Exercise objective: Please pull out every line in the records below that contains the word "white" and copy each one in full.

Material shown:
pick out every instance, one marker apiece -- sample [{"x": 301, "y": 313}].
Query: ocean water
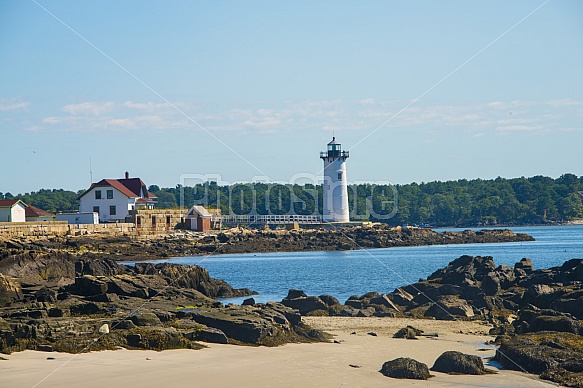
[{"x": 346, "y": 273}]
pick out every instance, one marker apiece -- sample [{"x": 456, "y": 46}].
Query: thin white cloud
[
  {"x": 93, "y": 108},
  {"x": 519, "y": 128},
  {"x": 146, "y": 105},
  {"x": 488, "y": 118},
  {"x": 8, "y": 106}
]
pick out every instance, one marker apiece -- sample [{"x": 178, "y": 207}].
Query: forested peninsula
[{"x": 477, "y": 202}]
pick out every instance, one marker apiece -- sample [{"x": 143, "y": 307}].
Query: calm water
[{"x": 346, "y": 273}]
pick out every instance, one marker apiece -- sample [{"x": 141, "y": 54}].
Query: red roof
[
  {"x": 10, "y": 202},
  {"x": 131, "y": 187},
  {"x": 33, "y": 211}
]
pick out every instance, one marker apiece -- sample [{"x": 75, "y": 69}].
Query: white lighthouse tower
[{"x": 335, "y": 205}]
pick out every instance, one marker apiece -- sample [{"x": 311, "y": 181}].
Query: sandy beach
[{"x": 353, "y": 362}]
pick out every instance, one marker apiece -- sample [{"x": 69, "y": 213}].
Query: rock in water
[
  {"x": 408, "y": 332},
  {"x": 405, "y": 368},
  {"x": 104, "y": 329},
  {"x": 454, "y": 362}
]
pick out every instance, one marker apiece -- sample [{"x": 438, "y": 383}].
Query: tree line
[{"x": 537, "y": 199}]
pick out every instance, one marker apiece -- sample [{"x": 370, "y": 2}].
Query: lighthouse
[{"x": 335, "y": 205}]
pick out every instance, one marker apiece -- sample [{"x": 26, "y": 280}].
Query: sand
[{"x": 353, "y": 362}]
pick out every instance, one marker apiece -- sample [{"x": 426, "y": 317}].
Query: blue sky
[{"x": 416, "y": 90}]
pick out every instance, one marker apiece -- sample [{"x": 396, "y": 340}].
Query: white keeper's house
[
  {"x": 12, "y": 210},
  {"x": 112, "y": 199}
]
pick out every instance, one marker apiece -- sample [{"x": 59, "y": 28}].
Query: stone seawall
[{"x": 62, "y": 228}]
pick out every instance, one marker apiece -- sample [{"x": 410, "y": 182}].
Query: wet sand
[{"x": 353, "y": 362}]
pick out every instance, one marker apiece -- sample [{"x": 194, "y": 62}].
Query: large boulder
[
  {"x": 543, "y": 352},
  {"x": 408, "y": 332},
  {"x": 9, "y": 290},
  {"x": 146, "y": 319},
  {"x": 329, "y": 300},
  {"x": 555, "y": 323},
  {"x": 400, "y": 297},
  {"x": 464, "y": 270},
  {"x": 88, "y": 285},
  {"x": 405, "y": 368},
  {"x": 524, "y": 266},
  {"x": 454, "y": 362},
  {"x": 383, "y": 300},
  {"x": 210, "y": 335},
  {"x": 305, "y": 304},
  {"x": 449, "y": 307}
]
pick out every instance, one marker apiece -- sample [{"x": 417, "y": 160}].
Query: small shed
[
  {"x": 198, "y": 218},
  {"x": 35, "y": 214},
  {"x": 12, "y": 210}
]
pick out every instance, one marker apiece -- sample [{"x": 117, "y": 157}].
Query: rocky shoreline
[
  {"x": 74, "y": 296},
  {"x": 240, "y": 240}
]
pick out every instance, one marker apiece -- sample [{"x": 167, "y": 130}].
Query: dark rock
[
  {"x": 125, "y": 324},
  {"x": 448, "y": 307},
  {"x": 305, "y": 304},
  {"x": 366, "y": 312},
  {"x": 164, "y": 316},
  {"x": 539, "y": 352},
  {"x": 348, "y": 311},
  {"x": 146, "y": 319},
  {"x": 408, "y": 332},
  {"x": 55, "y": 312},
  {"x": 85, "y": 309},
  {"x": 295, "y": 293},
  {"x": 572, "y": 306},
  {"x": 405, "y": 368},
  {"x": 329, "y": 300},
  {"x": 400, "y": 297},
  {"x": 357, "y": 304},
  {"x": 9, "y": 290},
  {"x": 491, "y": 284},
  {"x": 555, "y": 323},
  {"x": 454, "y": 362},
  {"x": 46, "y": 295},
  {"x": 524, "y": 265},
  {"x": 134, "y": 340},
  {"x": 465, "y": 270},
  {"x": 384, "y": 300},
  {"x": 211, "y": 335},
  {"x": 88, "y": 285}
]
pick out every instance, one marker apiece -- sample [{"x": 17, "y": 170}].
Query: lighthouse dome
[{"x": 334, "y": 142}]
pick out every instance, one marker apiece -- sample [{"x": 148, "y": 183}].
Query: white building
[
  {"x": 12, "y": 210},
  {"x": 78, "y": 218},
  {"x": 335, "y": 204},
  {"x": 112, "y": 199},
  {"x": 198, "y": 218},
  {"x": 35, "y": 214}
]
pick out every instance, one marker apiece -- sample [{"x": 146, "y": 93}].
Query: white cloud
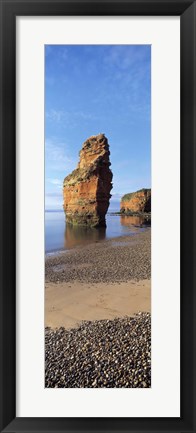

Exercise response:
Query: thin white cloud
Query: white lighthouse tower
Query: white keeper's house
Query: white building
Query: white cloud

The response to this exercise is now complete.